(Text excerpt):
---+---
Stimulation of hormone-sensitive lipase activity by contractions in rat skeletal muscle

Abstract

Because the enzymic regulation of muscle triglyceride breakdown is poorly understood we studied whether neutral lipase in skeletal muscle is activated by contractions. Incubated soleus muscles from 70 g rats were electrically stimulated for 60min. Neutral lipase activity against triacylglycerol increased after 1 and 5min of contractions [0.36±0.02 (basal) versus 0.49±0.05 (1min) and 0.54±0.05 (5min) m-unit·mg of protein-1, means±S.E.M., P < 0.05]. After 10min the neutral lipase activity (0.40±0.05m-unit·mg of protein-1) had decreased to basal values (P > 0.05). The contraction-mediated increase in lipase activity was increased by ≈ 110% when muscle was stimulated in the presence of okadaic acid. Conversely, treatment of muscle homogenate with alkaline phosphatase completely reversed the contraction-mediated lipase activation. Lipase activity did not change during contractions when analysed in the presence of anti-hormone-sensitive-lipase (HSL) antibody [0.17±0.02 (basal) versus 0.21±0.02 (5min) m-unit·mg of protein-1, P > 0.05]. Furthermore, immunoprecipitation with affinity-purified anti-HSL antibody reduced muscle-HSL protein concentration by 81±4% and caused similar reductions in lipase activity against triacylglycerol and in the contraction-induced increase in this activity. Neither prior sympathectomy [0.33±0.02 (basal) versus 0.53±0.06 (5min) m-unit·mg of protein-1, P < 0.05] nor propranolol impaired the lipase response to contractions. Glycogen phosphorylase activity in the absence of AMP increased after 1min [27.3±3.1 versus 8.9±1.8% (activity without AMP/total activity with AMP), P < 0.05] and returned to basal levels after 5min. In conclusion, skeletal-muscle-immunoreactive HSL is transiently stimulated by contractions and the mechanism probably involves phosphorylation. The time course of HSL activation is similar to that of glycogen phosphorylase. Apparently, the two enzymes are regulated in parallel by contraction-induced as well as hormonal mechanisms, allowing simultaneous recruitment of all major extra- and intra-muscular energy stores.
---+---
(Data block):

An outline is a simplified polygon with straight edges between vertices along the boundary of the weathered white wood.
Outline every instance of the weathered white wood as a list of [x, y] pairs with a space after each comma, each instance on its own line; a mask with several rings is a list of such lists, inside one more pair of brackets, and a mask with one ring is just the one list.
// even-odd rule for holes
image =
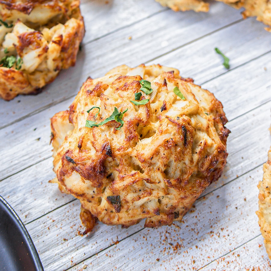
---+---
(Description of the task):
Please state, from the abstract on contraction-stimulated lipase in rat muscle, by roughly how much the contraction-mediated increase in lipase activity rose when muscle was stimulated in the presence of okadaic acid.

(Reply to the exercise):
By about 110%.